TASK BRIEF: Extract every line from the records below that contains the word "hair", and copy each such line without changes.

PROVIDED ENTRIES:
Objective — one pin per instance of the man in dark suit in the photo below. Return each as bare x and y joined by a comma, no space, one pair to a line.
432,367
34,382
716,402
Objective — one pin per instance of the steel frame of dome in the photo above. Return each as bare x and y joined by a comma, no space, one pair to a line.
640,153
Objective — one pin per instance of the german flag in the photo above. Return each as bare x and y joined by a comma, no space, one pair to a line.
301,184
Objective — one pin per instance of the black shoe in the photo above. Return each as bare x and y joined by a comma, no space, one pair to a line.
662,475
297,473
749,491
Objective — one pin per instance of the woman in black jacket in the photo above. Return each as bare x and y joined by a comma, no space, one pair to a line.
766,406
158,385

...

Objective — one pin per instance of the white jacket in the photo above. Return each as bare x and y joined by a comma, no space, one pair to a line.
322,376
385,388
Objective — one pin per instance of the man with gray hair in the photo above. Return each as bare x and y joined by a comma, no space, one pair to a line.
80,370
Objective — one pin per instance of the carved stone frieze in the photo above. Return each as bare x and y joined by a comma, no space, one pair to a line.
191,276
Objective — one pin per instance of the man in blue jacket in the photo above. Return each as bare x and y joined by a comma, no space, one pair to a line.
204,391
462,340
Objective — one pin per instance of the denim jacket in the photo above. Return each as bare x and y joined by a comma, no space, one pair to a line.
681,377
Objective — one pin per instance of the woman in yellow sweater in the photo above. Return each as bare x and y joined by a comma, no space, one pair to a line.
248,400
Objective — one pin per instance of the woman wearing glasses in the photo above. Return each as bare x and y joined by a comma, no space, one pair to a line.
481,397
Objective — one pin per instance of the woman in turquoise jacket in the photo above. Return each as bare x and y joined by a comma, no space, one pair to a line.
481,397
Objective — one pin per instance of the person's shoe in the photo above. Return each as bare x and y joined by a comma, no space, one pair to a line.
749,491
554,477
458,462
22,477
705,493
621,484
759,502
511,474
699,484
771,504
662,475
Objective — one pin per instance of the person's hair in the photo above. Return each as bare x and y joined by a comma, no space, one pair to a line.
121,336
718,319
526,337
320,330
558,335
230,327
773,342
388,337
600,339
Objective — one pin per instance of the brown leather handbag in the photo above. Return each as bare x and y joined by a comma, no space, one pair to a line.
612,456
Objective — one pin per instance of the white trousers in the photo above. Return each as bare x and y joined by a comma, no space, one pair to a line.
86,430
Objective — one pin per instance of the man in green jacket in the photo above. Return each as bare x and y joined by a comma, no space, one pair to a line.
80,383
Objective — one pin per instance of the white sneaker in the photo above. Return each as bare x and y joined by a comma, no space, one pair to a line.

ANSWER TO THE PROBLEM:
Objective — one pin per instance of the man with gray hair in the photo above. Return each as bare x and y joined by a comma, no space, one pair to a line.
Objective — one pin per instance of the person's hair in the photo above. Return each as bare x and y joined by a comma, no space, one pair to a line.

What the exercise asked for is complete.